● Document excerpt:
+===+
Parameter Naming Conventions

Follow consistent naming patterns for command-line parameters:

// Recommended parameter names
String inputPath = params.getRequired("input");        // or --input-path
String outputPath = params.getRequired("output");      // or --output-path
int parallelism = params.getInt("parallelism", 1);     // or --parallelism
boolean verbose = params.getBoolean("verbose", false); // or --verbose

// Hadoop configuration via -D flags
// -D fs.defaultFS=hdfs://namenode:9000
// -D mapred.max.split.size=134217728
// -D dfs.blocksize=268435456

Testing Integration

Utilities for testing Hadoop integration:

@Test
public void testParameterParsing() throws IOException {
    String[] args = {
        "-D", "mapred.max.split.size=1048576",
        "-D", "fs.defaultFS=hdfs://localhost:9000",
        "--input", "/test/input",
        "--output", "/test/output"
    };
    
    ParameterTool params = HadoopUtils.paramsFromGenericOptionsParser(args);
    
    assertEquals("1048576", params.get("mapred.max.split.size"));
    assertEquals("hdfs://localhost:9000", params.get("fs.defaultFS"));
    assertEquals("/test/input", params.get("input"));
    assertEquals("/test/output", params.get("output"));
}

Performance Considerations

Configuration Overhead

  • Parse once: Call paramsFromGenericOptionsParser once at application startup
  • Cache results: Store ParameterTool and Configuration objects for reuse
  • Avoid repeated parsing: Don't re-parse arguments in loops or transformations

Memory Usage

  • Configuration size: Large Hadoop configurations can impact memory usage
  • Parameter scope: Use global job parameters judiciously to avoid serialization overhead
  • String interning: Hadoop configuration keys are often repeated, benefiting from string interning

Distributed Cache

Proper usage of Hadoop's distributed cache features:

# Add configuration files to all task nodes
java -cp flink-app.jar FlinkHadoopJob \
  -files hdfs://config/core-site.xml,hdfs://config/hdfs-site.xml \
  --input hdfs://data/input \
  --output hdfs://data/output

Access distributed cache files in your Flink application:

// Files specified with -files are available in working directory
Path configFile = Paths.get("core-site.xml");
if (Files.exists(configFile)) {
    // Use the configuration file
    Configuration conf = new Configuration();
    conf.addResource(configFile.toString());
}
+===+
● Data:
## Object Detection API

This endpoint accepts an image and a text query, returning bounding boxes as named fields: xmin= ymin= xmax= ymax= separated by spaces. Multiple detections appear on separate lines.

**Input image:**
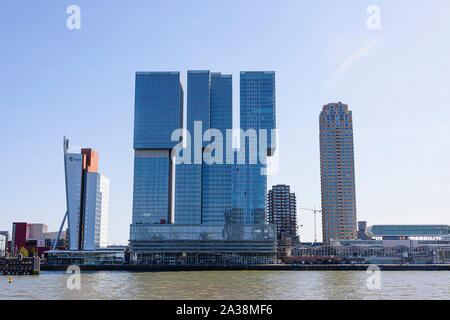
+===+
● To do:
Answer these three questions from the Hadoop configuration excerpt:
(a) What default value does the recommended code give the parallelism parameter?
(b) What value for mapred.max.split.size does the test method pass in its arguments?
(c) Which command-line option adds configuration files to all task nodes?

● Written response:
(a) 1
(b) 1048576
(c) -files